- **Text**:
The medical community has had mixed reactions to the idea of the obesity paradox. Many physicians and scientists are skeptical because the findings go against what is expected from the normal population. Researchers at the University of Texas School of Public Health and Baylor Medical College reviewed many published reports of the obesity paradox and came up with six reasons to explain the findings -- and possibly to be skeptical of them [source: Habbu].
- The numbers of people studied in the reports of the obesity paradox were generally small. Therefore, do these results apply or hold in much larger populations?
- The statistical techniques show associations between factors, but not cause-and-effect conclusions. So, the results may or may not be real.
- In many studies, congestive heart failure was diagnosed from clinical symptoms (difficulty breathing, swelling in extremities) instead of from laboratory tests (like echocardiography, cardiopulmonary testing, cardiac catheterization).
- These clinical criteria to diagnose congestive heart failure have not been validated in obese populations and may not be applicable.
- In some of the studies where lab tests were done, the obese patients had slightly better heart functions (pumping ability, oxygen delivery) than normal or underweight patients.

- **Prompt 1**: In the text on the obesity paradox, researchers at which institutions reviewed published reports of the paradox?
- **Prompt 2**: Duplicate the obesity paradox text between "- The numbers" and "or underweight patients.", inclusive.
The records below were taken from a separate source.

- **Excerpted data**:

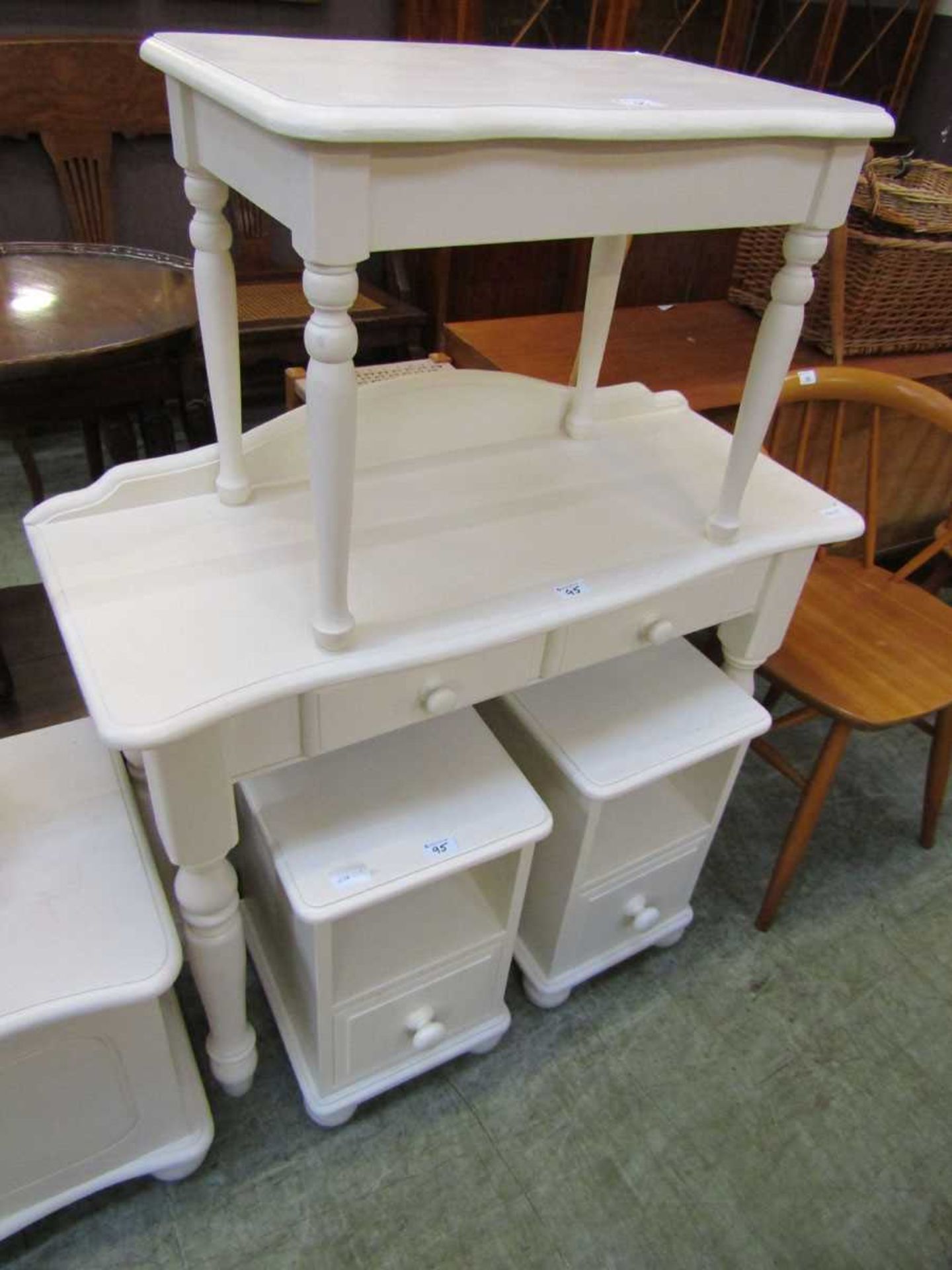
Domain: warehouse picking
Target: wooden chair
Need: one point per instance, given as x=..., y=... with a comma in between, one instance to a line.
x=866, y=648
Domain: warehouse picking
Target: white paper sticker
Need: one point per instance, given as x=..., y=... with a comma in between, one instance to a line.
x=353, y=876
x=441, y=849
x=571, y=589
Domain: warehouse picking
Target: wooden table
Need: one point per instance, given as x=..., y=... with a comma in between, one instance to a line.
x=488, y=530
x=85, y=328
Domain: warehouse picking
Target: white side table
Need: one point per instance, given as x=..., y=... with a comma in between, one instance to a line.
x=362, y=146
x=636, y=757
x=383, y=886
x=97, y=1078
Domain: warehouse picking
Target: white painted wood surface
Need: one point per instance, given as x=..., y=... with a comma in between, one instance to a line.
x=474, y=521
x=97, y=1078
x=636, y=757
x=374, y=92
x=374, y=146
x=382, y=889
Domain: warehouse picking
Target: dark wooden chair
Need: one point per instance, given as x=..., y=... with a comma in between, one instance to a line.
x=866, y=648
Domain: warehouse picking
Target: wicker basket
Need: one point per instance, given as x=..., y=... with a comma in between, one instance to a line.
x=899, y=288
x=916, y=194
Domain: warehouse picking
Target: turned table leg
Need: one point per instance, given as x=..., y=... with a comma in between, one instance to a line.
x=194, y=814
x=749, y=640
x=215, y=943
x=218, y=316
x=331, y=339
x=774, y=352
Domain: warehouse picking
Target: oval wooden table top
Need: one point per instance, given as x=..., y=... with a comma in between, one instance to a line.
x=67, y=302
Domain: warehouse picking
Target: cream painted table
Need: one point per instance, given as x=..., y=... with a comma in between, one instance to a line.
x=484, y=530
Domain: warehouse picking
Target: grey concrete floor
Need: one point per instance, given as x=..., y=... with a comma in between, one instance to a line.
x=740, y=1100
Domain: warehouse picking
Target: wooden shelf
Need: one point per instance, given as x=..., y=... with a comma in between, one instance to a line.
x=701, y=349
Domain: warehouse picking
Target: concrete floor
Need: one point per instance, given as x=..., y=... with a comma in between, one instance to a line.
x=740, y=1100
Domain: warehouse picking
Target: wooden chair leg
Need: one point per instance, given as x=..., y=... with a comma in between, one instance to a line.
x=93, y=444
x=937, y=775
x=801, y=829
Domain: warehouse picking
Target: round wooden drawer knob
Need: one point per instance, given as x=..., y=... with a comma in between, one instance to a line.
x=658, y=632
x=641, y=915
x=438, y=701
x=427, y=1031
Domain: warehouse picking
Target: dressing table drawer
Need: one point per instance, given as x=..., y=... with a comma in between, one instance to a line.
x=368, y=708
x=699, y=603
x=619, y=912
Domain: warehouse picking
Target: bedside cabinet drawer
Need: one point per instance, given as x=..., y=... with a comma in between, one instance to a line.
x=401, y=1028
x=356, y=712
x=627, y=911
x=680, y=611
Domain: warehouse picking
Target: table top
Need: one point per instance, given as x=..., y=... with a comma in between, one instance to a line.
x=66, y=302
x=471, y=507
x=371, y=92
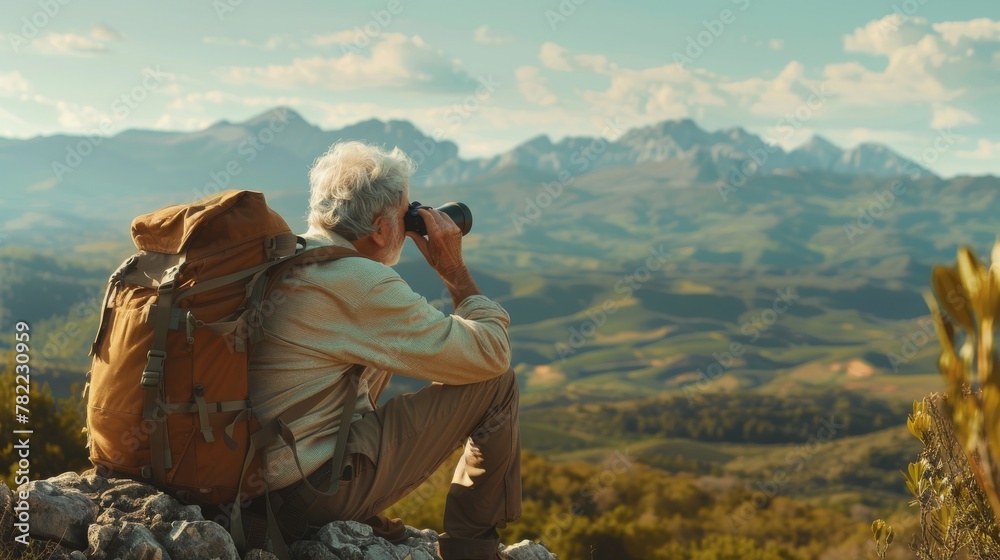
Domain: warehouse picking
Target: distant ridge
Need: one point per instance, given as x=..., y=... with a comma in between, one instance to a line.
x=289, y=144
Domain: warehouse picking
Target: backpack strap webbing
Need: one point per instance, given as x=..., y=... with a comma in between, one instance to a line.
x=268, y=435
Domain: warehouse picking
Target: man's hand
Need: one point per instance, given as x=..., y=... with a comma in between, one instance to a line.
x=443, y=251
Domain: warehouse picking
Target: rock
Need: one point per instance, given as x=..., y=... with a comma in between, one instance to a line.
x=527, y=550
x=60, y=513
x=311, y=550
x=346, y=538
x=122, y=519
x=124, y=541
x=258, y=554
x=200, y=539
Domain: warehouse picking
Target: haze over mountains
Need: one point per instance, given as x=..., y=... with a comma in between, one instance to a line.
x=288, y=144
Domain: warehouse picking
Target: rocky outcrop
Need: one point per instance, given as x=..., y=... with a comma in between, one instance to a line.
x=89, y=517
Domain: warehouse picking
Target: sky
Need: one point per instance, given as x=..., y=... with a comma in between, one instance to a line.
x=922, y=76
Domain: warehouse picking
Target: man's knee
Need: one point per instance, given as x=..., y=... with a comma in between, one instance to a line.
x=509, y=382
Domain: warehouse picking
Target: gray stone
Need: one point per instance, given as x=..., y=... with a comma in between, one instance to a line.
x=258, y=554
x=527, y=550
x=124, y=541
x=311, y=550
x=200, y=540
x=122, y=519
x=346, y=538
x=60, y=513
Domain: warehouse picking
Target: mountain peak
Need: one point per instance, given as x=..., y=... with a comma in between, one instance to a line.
x=281, y=113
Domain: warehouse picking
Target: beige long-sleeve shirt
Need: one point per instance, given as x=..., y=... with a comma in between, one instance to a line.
x=322, y=319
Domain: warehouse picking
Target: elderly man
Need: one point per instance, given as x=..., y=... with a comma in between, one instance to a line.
x=359, y=311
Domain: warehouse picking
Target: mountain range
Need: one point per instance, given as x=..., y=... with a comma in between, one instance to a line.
x=288, y=144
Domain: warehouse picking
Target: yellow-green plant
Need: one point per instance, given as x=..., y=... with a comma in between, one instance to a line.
x=967, y=296
x=956, y=479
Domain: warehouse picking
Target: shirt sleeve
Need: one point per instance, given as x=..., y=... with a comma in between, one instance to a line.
x=397, y=330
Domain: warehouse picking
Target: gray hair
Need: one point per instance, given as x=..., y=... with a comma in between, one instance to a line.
x=353, y=183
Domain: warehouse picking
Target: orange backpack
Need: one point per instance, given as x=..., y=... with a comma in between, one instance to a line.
x=168, y=388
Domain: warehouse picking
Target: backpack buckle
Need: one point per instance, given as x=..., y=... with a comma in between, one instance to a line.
x=151, y=379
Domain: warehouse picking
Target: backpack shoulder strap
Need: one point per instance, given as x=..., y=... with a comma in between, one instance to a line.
x=307, y=257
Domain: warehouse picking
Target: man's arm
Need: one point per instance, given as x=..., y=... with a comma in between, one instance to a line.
x=443, y=251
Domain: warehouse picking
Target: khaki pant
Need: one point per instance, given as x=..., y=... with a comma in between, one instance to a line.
x=393, y=450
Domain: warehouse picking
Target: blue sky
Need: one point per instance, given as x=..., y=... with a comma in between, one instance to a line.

- **Written solution 1**: The University of Texas School of Public Health and Baylor Medical College.

- **Written solution 2**:
- The numbers of people studied in the reports of the obesity paradox were generally small. Therefore, do these results apply or hold in much larger populations?
- The statistical techniques show associations between factors, but not cause-and-effect conclusions. So, the results may or may not be real.
- In many studies, congestive heart failure was diagnosed from clinical symptoms (difficulty breathing, swelling in extremities) instead of from laboratory tests (like echocardiography, cardiopulmonary testing, cardiac catheterization).
- These clinical criteria to diagnose congestive heart failure have not been validated in obese populations and may not be applicable.
- In some of the studies where lab tests were done, the obese patients had slightly better heart functions (pumping ability, oxygen delivery) than normal or underweight patients.